Lightning Down by Tom Clavin

Lightning Down by Tom Clavin

Author:Tom Clavin [Tom Clavin]
Language: eng
Format: epub
Publisher: St. Martin's Publishing Group
Published: 0101-01-01T00:00:00+00:00


17

The airmen got to experience a truly long Appell that evening. The camp guards were unusually disorganized, still processing the humiliating insult and destruction of the Allied air raid. They needed extra time to complete their paperwork because of the dead, wounded, and otherwise missing prisoners.

Bolstered by their sabotage that day, the airmen felt pretty good during the hours at Appellplatz. And the regimen Colonel Lamason insisted upon was easier to follow. “We stood together,” wrote Joe Moser, “as still and military-like as our weakened and tired bodies would allow. We were Americans, and Britons, and Canadians, and Aussies and New Zealanders and more. We would win this fight. We might no longer be able to contribute much, but by God, we would do all we could. They could starve us, treat us like dogs, humiliate us and torture us, but they could not break our fighting spirits.”

Incredibly, the morning following the destructive air raid, with portions of the manufacturing plants still smoldering, the airmen were asked if they would help repair them. Initially, after the roll call had been completed, an SS officer harangued the flyers as though they had been responsible for the raid and that such miserable and vile creatures as themselves represented the vermin who made up the Allied forces. But once the officer got that out of his system, he calmed down and through a translator asked for volunteers. Specifically, he wanted to know who among the airmen had skills as a plumber, carpenter, or electrician to offer.

Fortunately, the men managed not to laugh. When no one raised a hand, the officer, translator in tow, stepped from one prisoner to another, asking the same question. He received the same response every time: name, rank, and serial number. The officer finally gave up, tossing several last insults at the airmen before ordering them back to their rocky barracks.

For the following two weeks the Allied flyers continued to share thin blankets and sleep, as best they could, on the stony surface. Once it was lights out (except for the tower searchlights) the rocks offered at least some comfort, having been warmed by the day’s sun. However, as the nights wore on into September, they shed their remaining warmth and “the night chill nearly overcame the increasing pain in our stomachs.”

Thomas Childers writes that “the men sank gradually into the brutal routine of the tent camp: the endless roll calls, the savage beatings, the starvation rations, the filth, the vermin, the disease.” Conditions became more crowded within the barbed-wire-enclosed Little Camp, yet every day “new prisoners—Poles, Czechs, Hungarians, Jews—were tossed into the already horribly crowded tent camp. They wandered around the barren compound, trying to find a place to sit or sleep, a place to escape the surprisingly brutal sun. It was impossible to take more than a few steps without bumping into another dismal soul, and vicious fights broke out over scraps of food, draining away even more energy from the starving men.”

As best they could, the men tried to tolerate their cruel surroundings.

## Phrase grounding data
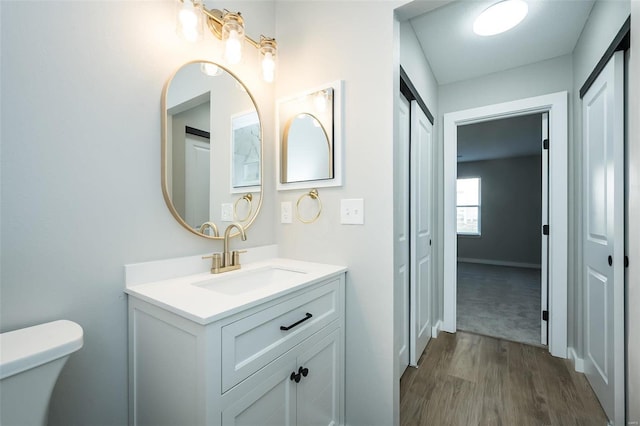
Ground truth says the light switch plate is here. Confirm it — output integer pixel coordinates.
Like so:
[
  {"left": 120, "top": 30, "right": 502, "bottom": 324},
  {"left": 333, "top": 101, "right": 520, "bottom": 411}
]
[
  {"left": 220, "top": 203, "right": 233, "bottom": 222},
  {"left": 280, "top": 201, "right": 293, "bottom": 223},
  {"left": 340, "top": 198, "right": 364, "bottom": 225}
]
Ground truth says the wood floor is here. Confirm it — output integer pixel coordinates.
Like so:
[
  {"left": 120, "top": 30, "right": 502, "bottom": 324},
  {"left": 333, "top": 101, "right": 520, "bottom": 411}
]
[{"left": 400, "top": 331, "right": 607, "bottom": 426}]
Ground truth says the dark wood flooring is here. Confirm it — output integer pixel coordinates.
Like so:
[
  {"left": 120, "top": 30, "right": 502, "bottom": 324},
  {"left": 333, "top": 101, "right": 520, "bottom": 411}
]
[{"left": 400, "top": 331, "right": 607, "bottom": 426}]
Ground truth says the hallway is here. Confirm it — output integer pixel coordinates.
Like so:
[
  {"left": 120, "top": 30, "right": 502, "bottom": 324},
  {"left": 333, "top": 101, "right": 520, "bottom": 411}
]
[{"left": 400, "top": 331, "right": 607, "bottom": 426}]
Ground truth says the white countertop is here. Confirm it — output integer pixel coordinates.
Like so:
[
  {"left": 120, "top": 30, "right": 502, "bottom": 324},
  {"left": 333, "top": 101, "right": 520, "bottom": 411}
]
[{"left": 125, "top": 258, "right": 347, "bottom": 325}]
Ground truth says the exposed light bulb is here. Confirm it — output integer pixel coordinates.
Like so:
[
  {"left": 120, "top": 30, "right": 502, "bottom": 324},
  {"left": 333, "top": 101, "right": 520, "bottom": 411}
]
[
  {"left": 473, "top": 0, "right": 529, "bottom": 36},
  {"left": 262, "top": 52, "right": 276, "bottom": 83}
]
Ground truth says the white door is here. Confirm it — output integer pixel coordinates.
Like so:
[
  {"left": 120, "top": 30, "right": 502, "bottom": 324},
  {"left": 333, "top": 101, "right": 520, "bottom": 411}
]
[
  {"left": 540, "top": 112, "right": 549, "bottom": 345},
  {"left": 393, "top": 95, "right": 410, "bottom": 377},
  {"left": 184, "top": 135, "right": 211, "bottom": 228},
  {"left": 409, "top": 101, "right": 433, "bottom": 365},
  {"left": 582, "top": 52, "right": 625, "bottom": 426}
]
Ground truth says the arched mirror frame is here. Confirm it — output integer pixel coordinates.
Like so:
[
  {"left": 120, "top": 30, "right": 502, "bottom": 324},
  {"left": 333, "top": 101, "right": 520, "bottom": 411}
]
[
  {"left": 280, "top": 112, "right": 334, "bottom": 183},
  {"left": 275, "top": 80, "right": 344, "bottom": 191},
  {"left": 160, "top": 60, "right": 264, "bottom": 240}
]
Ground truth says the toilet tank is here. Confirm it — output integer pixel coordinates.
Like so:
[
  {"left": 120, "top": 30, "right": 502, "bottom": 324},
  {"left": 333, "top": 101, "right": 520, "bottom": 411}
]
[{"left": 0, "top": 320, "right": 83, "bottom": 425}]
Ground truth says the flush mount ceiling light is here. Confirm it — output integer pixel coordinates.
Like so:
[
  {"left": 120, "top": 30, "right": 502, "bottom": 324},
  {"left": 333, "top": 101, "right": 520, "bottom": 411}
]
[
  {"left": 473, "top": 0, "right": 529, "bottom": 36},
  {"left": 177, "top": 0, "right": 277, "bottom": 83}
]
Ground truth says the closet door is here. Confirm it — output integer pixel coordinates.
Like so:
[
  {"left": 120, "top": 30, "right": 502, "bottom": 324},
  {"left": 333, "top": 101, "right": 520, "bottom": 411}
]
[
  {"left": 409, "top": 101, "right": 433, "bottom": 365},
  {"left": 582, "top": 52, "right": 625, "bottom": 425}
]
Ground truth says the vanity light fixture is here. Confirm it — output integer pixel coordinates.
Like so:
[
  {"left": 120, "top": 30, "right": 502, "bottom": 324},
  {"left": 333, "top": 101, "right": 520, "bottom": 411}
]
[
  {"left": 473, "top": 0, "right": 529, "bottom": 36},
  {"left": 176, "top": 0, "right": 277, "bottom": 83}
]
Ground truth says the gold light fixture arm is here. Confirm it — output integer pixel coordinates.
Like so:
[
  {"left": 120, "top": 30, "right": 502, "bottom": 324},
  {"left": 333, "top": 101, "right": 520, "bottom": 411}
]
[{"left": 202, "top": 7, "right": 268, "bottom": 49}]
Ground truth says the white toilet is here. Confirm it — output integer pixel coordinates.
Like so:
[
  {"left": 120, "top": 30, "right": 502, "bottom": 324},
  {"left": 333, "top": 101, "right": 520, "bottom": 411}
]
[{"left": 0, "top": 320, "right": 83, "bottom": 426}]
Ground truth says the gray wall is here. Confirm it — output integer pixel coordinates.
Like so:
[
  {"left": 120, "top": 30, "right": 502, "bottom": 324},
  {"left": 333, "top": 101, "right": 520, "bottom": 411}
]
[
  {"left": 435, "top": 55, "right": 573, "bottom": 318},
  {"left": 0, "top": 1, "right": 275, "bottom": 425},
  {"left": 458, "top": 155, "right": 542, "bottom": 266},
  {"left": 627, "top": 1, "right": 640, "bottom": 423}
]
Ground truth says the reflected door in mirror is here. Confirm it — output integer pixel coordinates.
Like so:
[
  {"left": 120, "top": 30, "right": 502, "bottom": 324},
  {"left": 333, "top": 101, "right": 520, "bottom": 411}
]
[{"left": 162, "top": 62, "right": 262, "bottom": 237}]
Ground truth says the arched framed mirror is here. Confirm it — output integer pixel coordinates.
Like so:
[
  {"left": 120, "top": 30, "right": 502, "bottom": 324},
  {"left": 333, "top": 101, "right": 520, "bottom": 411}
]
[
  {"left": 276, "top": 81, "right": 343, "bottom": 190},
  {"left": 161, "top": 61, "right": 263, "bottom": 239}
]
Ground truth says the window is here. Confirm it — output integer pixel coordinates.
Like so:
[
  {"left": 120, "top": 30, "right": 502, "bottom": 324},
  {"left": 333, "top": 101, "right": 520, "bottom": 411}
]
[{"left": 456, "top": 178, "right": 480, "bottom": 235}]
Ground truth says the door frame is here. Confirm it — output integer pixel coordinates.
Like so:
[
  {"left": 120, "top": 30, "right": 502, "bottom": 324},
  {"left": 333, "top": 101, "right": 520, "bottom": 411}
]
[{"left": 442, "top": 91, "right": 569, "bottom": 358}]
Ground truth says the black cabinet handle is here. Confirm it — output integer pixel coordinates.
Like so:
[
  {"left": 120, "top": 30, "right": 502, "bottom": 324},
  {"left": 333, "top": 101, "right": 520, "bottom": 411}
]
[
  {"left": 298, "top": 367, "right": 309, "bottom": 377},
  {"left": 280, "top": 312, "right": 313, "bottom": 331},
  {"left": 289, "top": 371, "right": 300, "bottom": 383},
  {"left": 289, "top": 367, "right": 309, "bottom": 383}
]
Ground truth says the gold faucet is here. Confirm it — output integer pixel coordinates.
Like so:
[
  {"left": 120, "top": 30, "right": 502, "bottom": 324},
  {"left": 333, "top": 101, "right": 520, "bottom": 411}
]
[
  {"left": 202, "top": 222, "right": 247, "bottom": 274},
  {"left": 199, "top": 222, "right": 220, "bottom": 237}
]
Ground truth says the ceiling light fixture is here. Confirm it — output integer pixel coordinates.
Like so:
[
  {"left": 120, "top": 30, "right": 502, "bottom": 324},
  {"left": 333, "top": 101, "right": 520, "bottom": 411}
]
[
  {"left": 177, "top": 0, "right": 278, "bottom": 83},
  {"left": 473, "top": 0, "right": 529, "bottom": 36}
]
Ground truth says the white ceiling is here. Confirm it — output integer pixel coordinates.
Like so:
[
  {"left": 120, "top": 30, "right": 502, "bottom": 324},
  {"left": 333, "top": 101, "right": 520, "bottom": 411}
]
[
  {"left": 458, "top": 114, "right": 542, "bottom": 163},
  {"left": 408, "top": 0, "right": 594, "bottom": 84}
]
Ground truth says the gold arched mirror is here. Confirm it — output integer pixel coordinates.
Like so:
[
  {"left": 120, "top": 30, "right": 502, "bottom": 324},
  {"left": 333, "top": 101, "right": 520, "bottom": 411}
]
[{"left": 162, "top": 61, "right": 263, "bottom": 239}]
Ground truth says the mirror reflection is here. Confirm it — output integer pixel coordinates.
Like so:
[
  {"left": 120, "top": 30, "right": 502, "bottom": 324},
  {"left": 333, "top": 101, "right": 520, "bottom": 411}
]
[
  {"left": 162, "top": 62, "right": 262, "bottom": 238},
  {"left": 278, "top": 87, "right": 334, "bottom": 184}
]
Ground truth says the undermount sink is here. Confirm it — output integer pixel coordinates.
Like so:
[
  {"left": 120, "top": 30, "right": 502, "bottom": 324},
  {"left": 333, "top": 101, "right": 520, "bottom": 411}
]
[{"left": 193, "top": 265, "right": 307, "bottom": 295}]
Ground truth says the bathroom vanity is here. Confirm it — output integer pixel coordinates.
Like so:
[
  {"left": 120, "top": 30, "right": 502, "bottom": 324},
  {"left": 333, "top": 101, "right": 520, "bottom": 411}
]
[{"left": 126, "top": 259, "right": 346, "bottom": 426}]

## WHAT NEEDS TO BE DONE
In the book excerpt, what skills did the SS officer ask the airmen to volunteer? Rely only on the book excerpt.

## REPLY
Skills as a plumber, carpenter, or electrician.